#### TASK:
Could you give the records below again exactly, without the pictures?

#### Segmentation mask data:
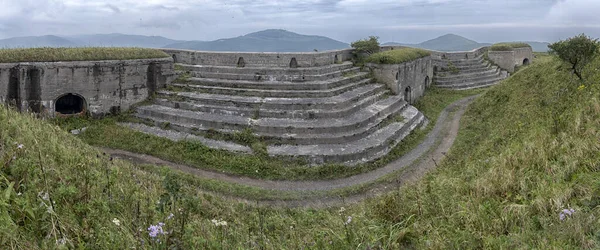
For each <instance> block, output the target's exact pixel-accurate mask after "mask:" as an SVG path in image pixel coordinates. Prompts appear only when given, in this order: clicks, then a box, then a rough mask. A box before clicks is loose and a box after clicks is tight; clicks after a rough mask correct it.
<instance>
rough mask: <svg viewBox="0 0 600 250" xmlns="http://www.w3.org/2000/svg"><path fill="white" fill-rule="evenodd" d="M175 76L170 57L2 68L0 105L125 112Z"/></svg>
mask: <svg viewBox="0 0 600 250" xmlns="http://www.w3.org/2000/svg"><path fill="white" fill-rule="evenodd" d="M173 76H174V69H173V60H172V59H171V58H161V59H140V60H118V61H117V60H115V61H74V62H34V63H3V64H0V101H1V102H3V103H9V104H11V105H14V106H16V107H17V108H18V109H19V110H21V111H26V110H29V111H32V112H35V113H42V114H43V115H44V116H47V117H54V116H56V115H58V114H78V113H85V112H89V113H90V114H91V115H94V116H98V115H102V114H106V113H110V112H118V111H120V110H126V109H129V107H130V106H131V105H133V104H135V103H138V102H141V101H144V100H145V99H146V98H147V97H148V96H149V95H151V94H152V93H153V92H154V91H155V90H156V89H157V88H161V87H165V86H166V84H168V83H169V82H170V81H171V79H172V77H173Z"/></svg>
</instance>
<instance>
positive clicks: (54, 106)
mask: <svg viewBox="0 0 600 250" xmlns="http://www.w3.org/2000/svg"><path fill="white" fill-rule="evenodd" d="M85 107H86V104H85V99H83V97H81V96H79V95H74V94H71V93H69V94H66V95H63V96H61V97H59V98H58V99H56V102H55V103H54V111H55V112H57V113H61V114H63V115H73V114H79V113H82V112H84V111H85Z"/></svg>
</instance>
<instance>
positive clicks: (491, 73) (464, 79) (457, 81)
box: [435, 71, 501, 85]
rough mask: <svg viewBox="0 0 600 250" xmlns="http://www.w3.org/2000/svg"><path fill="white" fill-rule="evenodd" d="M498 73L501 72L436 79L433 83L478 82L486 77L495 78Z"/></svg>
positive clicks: (456, 82) (486, 78)
mask: <svg viewBox="0 0 600 250" xmlns="http://www.w3.org/2000/svg"><path fill="white" fill-rule="evenodd" d="M500 74H501V72H500V71H496V72H494V73H491V74H486V75H481V76H476V77H463V78H456V79H452V80H439V79H436V81H435V84H436V85H456V84H462V83H467V82H478V81H483V80H488V79H495V78H497V77H498V76H500Z"/></svg>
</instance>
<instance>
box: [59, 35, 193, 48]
mask: <svg viewBox="0 0 600 250" xmlns="http://www.w3.org/2000/svg"><path fill="white" fill-rule="evenodd" d="M68 38H69V39H70V40H72V41H74V42H75V43H77V44H78V46H86V47H88V46H91V47H95V46H103V47H144V48H161V47H164V46H165V45H168V44H173V43H179V42H182V41H178V40H173V39H168V38H165V37H162V36H140V35H126V34H119V33H112V34H95V35H78V36H71V37H68Z"/></svg>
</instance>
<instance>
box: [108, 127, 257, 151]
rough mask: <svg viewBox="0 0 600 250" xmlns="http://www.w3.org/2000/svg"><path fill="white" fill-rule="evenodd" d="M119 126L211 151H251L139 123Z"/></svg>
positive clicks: (247, 147)
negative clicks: (212, 149) (196, 143)
mask: <svg viewBox="0 0 600 250" xmlns="http://www.w3.org/2000/svg"><path fill="white" fill-rule="evenodd" d="M119 125H121V126H124V127H127V128H131V129H133V130H137V131H139V132H142V133H144V134H149V135H156V136H159V137H163V138H167V139H169V140H172V141H186V140H189V141H199V142H201V143H202V144H203V145H204V146H207V147H209V148H213V149H223V150H228V151H233V152H240V153H246V154H251V153H252V149H250V147H248V146H244V145H240V144H237V143H233V142H226V141H217V140H212V139H208V138H204V137H202V136H197V135H193V134H188V133H183V132H179V131H174V130H165V129H160V128H157V127H151V126H147V125H144V124H140V123H119Z"/></svg>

#### WORKED SOLUTION:
For each <instance> block, output the target's exact pixel-accurate mask after "mask:" as an SVG path in image pixel coordinates. Prompts appear only when given, in this order: clicks, then a box, then a rough mask. A box before clicks is loose and a box after clicks is tight; clicks after a rough mask correct it.
<instance>
rough mask: <svg viewBox="0 0 600 250" xmlns="http://www.w3.org/2000/svg"><path fill="white" fill-rule="evenodd" d="M175 76L170 57L2 68L0 105L125 112Z"/></svg>
mask: <svg viewBox="0 0 600 250" xmlns="http://www.w3.org/2000/svg"><path fill="white" fill-rule="evenodd" d="M173 76H174V69H173V60H172V59H171V58H161V59H140V60H118V61H117V60H115V61H74V62H34V63H3V64H0V101H1V102H3V103H9V104H11V105H14V106H16V107H17V108H18V109H19V110H21V111H26V110H29V111H32V112H35V113H42V114H43V115H44V116H47V117H54V116H56V115H58V114H78V113H85V112H89V113H90V114H91V115H94V116H98V115H102V114H106V113H110V112H118V111H120V110H126V109H129V107H130V106H131V105H133V104H135V103H138V102H141V101H144V100H145V99H146V98H147V97H148V96H149V95H151V94H152V93H153V92H154V91H155V90H156V89H157V88H161V87H165V86H166V84H168V83H169V82H170V81H171V79H172V77H173Z"/></svg>
</instance>
<instance>
positive clicks: (54, 106)
mask: <svg viewBox="0 0 600 250" xmlns="http://www.w3.org/2000/svg"><path fill="white" fill-rule="evenodd" d="M85 107H86V104H85V99H83V97H81V96H79V95H74V94H71V93H69V94H66V95H63V96H61V97H59V98H58V99H56V102H55V103H54V111H55V112H57V113H61V114H63V115H73V114H79V113H82V112H84V111H85Z"/></svg>
</instance>
<instance>
positive clicks: (491, 73) (464, 79) (457, 81)
box: [435, 71, 501, 85]
rough mask: <svg viewBox="0 0 600 250" xmlns="http://www.w3.org/2000/svg"><path fill="white" fill-rule="evenodd" d="M498 73L501 72L436 79L433 83L478 82L486 77L495 78Z"/></svg>
positive clicks: (456, 82) (486, 78)
mask: <svg viewBox="0 0 600 250" xmlns="http://www.w3.org/2000/svg"><path fill="white" fill-rule="evenodd" d="M500 74H501V72H500V71H496V72H494V73H491V74H486V75H481V76H476V77H463V78H456V79H452V80H439V79H436V81H435V84H436V85H456V84H462V83H467V82H478V81H483V80H488V79H495V78H497V77H498V76H500Z"/></svg>
</instance>
<instance>
box: [59, 35, 193, 48]
mask: <svg viewBox="0 0 600 250" xmlns="http://www.w3.org/2000/svg"><path fill="white" fill-rule="evenodd" d="M68 38H69V39H70V40H72V41H74V42H75V43H77V44H78V46H86V47H88V46H91V47H95V46H103V47H144V48H161V47H164V46H165V45H168V44H173V43H179V42H182V41H178V40H173V39H168V38H165V37H162V36H140V35H126V34H119V33H112V34H95V35H78V36H71V37H68Z"/></svg>
</instance>
<instance>
box: [108, 127, 257, 151]
rough mask: <svg viewBox="0 0 600 250" xmlns="http://www.w3.org/2000/svg"><path fill="white" fill-rule="evenodd" d="M119 126L211 151H251L139 123Z"/></svg>
positive clicks: (247, 147)
negative clicks: (212, 149) (196, 143)
mask: <svg viewBox="0 0 600 250" xmlns="http://www.w3.org/2000/svg"><path fill="white" fill-rule="evenodd" d="M119 125H121V126H124V127H127V128H131V129H133V130H137V131H139V132H142V133H144V134H149V135H156V136H159V137H163V138H167V139H169V140H172V141H186V140H189V141H199V142H201V143H202V144H203V145H204V146H207V147H209V148H213V149H223V150H228V151H233V152H240V153H246V154H251V153H252V149H250V147H248V146H244V145H240V144H237V143H233V142H226V141H217V140H212V139H208V138H204V137H202V136H197V135H193V134H188V133H183V132H179V131H174V130H165V129H160V128H157V127H151V126H147V125H144V124H140V123H119Z"/></svg>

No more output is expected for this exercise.